All incoming mail was pushed to server A and then the mail for
those mailboxes on server B was forwarded from server A. There are
a couple of ways to do that and mostly depends on the capabilities
of the servers involved in regards to rule/routing capabilities.
But this was a transitioning setup and lastly a month or two
before turning off server A. I would not recommend it for a
permanent solution because of the probable extra administrative
overhead needed.
With Surgemail, you could have mirrored servers where the
mailboxes exist on both servers and the mail clients are split to
look at server A or server B. This would eliminate the
administrative overhead of other solutions.
Lyle Giese
On 2/20/23 22:35, James Bryan wrote:
How about this setting
vdomain name="
email.com" address="1.1.1.0"
surgewall "1.2.3.4, 5.6.7.8"
Since surgewall will have more than one target ip server.

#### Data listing
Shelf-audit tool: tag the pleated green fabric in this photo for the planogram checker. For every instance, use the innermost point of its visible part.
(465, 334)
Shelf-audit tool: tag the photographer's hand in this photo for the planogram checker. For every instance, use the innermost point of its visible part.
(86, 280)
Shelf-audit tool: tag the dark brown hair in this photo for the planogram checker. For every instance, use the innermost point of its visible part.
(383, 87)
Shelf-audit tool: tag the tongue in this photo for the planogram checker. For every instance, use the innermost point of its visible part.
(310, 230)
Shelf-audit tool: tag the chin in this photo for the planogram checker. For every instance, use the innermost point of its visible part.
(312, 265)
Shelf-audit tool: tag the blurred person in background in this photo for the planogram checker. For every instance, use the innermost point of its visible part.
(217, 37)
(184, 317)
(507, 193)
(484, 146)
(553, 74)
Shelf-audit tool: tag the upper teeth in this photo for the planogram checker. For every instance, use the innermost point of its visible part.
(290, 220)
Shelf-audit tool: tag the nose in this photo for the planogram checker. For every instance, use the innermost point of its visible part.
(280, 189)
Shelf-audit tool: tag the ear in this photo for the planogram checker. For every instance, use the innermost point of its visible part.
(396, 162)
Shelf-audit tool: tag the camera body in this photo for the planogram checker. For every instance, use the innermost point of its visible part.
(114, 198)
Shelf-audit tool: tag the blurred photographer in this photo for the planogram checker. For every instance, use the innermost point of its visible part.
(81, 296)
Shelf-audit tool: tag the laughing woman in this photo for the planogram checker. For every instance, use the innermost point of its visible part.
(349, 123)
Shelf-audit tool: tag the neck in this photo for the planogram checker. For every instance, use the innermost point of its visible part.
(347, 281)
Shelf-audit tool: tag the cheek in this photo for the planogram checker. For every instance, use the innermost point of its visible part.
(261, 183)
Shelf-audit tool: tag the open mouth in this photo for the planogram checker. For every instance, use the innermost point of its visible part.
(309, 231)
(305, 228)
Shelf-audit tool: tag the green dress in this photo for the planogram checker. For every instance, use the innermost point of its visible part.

#### WHAT YOU WILL DO
#1 According to the email thread on mail forwarding, what would mirrored Surgemail servers eliminate?
#2 Extract the rows word for word, starting at the row that contains "Shelf-audit tool: tag the neck" and ending at the last row of the data listing, both included.

#### SOLUTIONS PER TASK
#1 The administrative overhead of other solutions.

#2
Shelf-audit tool: tag the neck in this photo for the planogram checker. For every instance, use the innermost point of its visible part.
(347, 281)
Shelf-audit tool: tag the cheek in this photo for the planogram checker. For every instance, use the innermost point of its visible part.
(261, 183)
Shelf-audit tool: tag the open mouth in this photo for the planogram checker. For every instance, use the innermost point of its visible part.
(309, 231)
(305, 228)
Shelf-audit tool: tag the green dress in this photo for the planogram checker. For every instance, use the innermost point of its visible part.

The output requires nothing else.